Exercise prompt:
Please copy out the part of the GraphX Pregel text starting at "2. one that" and ending at "edge's attribute type.", replacing "attribute type" with "property type".

First, what is GraphX's Pregel implementation? Well, it takes three functions:

1. one that merges messages of type T, that is (T, T) => T.

2. one that runs on each vertex with an attribute type of VD and that takes that message and creates a new state. Its type is (VertexId, VD, T) => VD.

3. one that runs on each edge/vertex/vertex combination and produces messages to be sent to the vertices. Its type is (EdgeTriplet[VD, ED]) => Iterator[(VertexId, VD)] where ED is the edge's attribute type.

TL;DR: the vertex holds its state and the edges send it messages. If this starts sounding like the Actor Model pattern to you, you're not alone

"It's a bit similar to the actor mode if you think of each vertex as an actor, except that vertex state and messages between vertices are fault tolerant and durable, and communication proceeds in fixed rounds: at every iteration the framework delivers all messages sent in the previous iteration. Actors normally have no such timing guarantee." - Martin Kleppmann.

So, off I went and wrote my code where all the paths through a vertex are stored as state at that vertex.

And it ran like a dog. After five hours of processing, it died with out of memory exceptions.

Judicious jstack-ing the JVMs in the cluster showed that threads were hanging around in Seq.containsSlice (we're using Scala 2.10.6). This Scala method was being used to find sub-sequences of VertexIds (which are just an alias for Longs) in the paths that had already been seen.

Desperate, I turned the Seq of Longs to Strings and then used String.contains and the whole thing ran in less than 25 minutes.

This is not the first time I've seen innocent looking code bring a cluster to its knees. Curious, I wrote some micro-benchmarking code comparing these two methods using JMH and got this:


     Benchmark                                   Mode  Cnt          Score          Error  Units
     ContainsSliceBenchmark.scalaContainsSlice  thrpt    5     594519.717 ±    33463.038  ops/s
     ContainsSliceBenchmark.stringContains      thrpt    5  307051356.098 ± 44642542.440  ops/s

That's three orders of magnitude slower.

Although it's a hack, this approach gives great performance. And it shows that taking jstack snapshots of your cluster is the best way to understand why your big data application is so slow.

Friday, May 5, 2017

Spark OutOfMemoryErrors.


Spark can deal with data sets that are much larger than the available physical memory. So, you never have problems with OutOfMemoryErrors, right? Well, no. It depends what you're doing.

When asked how to avoid OOMEs, the first thing people generally say is increase the number of partitions so that there is never too much data in memory at one time. However, this doesn't always work and you're better off having a look at the root cause.

[Phrase grounding data]
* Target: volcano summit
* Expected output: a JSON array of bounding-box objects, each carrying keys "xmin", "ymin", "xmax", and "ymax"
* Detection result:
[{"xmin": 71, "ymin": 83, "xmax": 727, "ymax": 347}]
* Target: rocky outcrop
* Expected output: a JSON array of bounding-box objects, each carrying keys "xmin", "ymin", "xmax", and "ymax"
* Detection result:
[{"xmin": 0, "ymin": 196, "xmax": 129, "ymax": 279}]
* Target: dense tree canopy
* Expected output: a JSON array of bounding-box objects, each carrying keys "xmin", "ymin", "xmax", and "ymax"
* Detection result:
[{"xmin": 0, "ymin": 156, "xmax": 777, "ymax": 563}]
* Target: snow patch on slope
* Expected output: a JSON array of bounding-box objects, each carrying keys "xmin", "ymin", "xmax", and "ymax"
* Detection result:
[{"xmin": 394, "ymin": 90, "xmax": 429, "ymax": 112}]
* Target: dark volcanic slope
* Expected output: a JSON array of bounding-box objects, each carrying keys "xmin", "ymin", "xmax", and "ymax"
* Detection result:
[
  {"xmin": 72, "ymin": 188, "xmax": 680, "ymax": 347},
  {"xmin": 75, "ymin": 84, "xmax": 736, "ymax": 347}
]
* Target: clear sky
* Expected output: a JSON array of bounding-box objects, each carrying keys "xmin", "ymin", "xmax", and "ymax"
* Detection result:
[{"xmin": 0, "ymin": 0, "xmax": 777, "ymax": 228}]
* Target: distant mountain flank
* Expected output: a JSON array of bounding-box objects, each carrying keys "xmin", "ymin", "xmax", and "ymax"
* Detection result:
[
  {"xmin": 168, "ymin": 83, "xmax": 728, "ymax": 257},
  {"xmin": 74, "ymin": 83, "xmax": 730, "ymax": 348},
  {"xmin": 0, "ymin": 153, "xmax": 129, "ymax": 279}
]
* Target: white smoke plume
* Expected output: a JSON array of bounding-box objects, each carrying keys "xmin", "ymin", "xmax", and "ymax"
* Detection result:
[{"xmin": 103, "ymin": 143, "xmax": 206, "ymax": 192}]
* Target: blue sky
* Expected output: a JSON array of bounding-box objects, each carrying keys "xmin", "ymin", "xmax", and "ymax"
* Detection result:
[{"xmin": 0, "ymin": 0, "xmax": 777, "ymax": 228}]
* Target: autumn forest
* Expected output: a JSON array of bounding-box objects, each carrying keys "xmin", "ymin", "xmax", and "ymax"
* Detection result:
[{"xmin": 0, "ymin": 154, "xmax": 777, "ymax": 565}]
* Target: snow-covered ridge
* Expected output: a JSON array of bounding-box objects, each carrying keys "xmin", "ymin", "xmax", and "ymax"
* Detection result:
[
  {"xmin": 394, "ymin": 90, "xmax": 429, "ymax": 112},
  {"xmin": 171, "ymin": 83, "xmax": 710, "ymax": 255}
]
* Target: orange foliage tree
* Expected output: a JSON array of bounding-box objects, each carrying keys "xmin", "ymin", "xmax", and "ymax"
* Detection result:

Result:
2. one that runs on each vertex with an property type of VD and that takes that message and creates a new state. Its type is (VertexId, VD, T) => VD.

3. one that runs on each edge/vertex/vertex combination and produces messages to be sent to the vertices. Its type is (EdgeTriplet[VD, ED]) => Iterator[(VertexId, VD)] where ED is the edge's property type.